Extracted data entries:
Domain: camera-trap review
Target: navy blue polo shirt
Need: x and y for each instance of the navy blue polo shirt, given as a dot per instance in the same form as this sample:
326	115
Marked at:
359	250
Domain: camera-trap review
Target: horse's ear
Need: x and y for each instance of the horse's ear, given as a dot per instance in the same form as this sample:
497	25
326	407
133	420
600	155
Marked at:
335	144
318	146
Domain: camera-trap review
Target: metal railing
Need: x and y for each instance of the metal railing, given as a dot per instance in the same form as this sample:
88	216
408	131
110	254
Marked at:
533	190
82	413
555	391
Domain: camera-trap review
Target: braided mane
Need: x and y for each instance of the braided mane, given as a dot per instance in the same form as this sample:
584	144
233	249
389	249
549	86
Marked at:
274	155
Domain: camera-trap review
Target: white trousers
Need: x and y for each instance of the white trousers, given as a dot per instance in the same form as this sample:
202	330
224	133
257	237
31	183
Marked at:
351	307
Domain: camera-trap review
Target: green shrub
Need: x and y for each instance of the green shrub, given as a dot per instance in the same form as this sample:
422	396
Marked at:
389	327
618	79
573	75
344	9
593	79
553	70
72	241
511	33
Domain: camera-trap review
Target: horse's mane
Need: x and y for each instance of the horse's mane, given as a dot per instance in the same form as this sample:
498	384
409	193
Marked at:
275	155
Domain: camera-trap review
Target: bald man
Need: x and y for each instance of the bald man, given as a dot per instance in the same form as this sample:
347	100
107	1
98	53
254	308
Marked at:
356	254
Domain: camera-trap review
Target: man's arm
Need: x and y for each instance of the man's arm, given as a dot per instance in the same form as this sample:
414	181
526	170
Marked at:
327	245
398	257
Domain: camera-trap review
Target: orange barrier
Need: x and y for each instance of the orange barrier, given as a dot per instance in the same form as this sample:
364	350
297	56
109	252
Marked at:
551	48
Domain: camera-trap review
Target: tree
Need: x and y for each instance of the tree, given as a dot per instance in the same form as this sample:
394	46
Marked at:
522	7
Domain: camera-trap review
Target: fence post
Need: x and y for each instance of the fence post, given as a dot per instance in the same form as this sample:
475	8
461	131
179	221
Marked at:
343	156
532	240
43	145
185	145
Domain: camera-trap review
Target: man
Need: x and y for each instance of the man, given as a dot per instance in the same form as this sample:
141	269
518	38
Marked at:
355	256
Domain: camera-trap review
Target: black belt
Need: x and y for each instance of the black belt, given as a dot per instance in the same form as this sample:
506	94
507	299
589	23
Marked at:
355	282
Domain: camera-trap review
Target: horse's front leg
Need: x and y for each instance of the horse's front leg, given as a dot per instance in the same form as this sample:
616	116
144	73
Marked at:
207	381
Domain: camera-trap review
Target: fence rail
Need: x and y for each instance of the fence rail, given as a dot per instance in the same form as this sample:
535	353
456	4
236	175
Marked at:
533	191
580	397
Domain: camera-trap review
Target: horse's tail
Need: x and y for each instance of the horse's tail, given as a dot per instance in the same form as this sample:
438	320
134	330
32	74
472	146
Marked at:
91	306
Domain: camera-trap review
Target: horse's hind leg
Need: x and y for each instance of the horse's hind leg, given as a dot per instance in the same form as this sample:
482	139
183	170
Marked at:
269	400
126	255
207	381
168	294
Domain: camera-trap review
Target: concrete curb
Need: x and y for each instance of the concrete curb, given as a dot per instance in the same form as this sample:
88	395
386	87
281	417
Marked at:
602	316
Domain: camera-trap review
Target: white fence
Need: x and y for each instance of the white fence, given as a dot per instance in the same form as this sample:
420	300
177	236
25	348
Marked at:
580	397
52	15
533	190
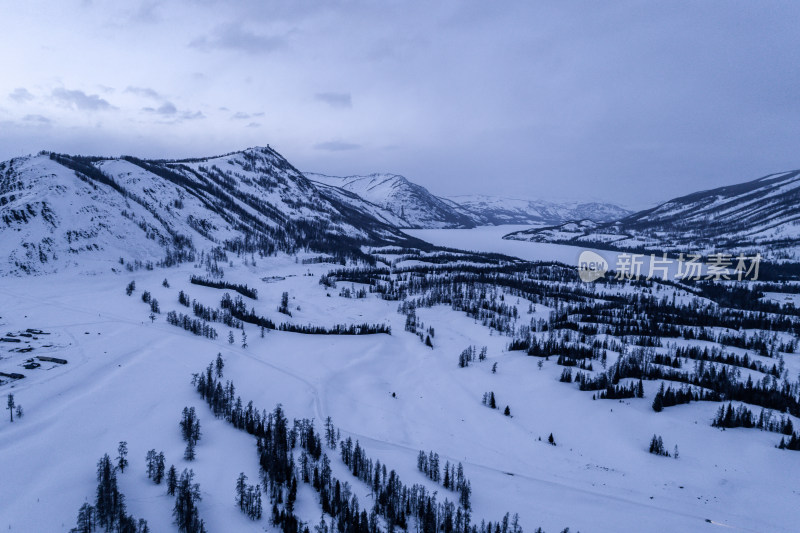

SET TASK: Report how many lines in the records above contain the string "polo", counting only matches in the same case. Give the number alone.

WRITTEN ANSWER: 2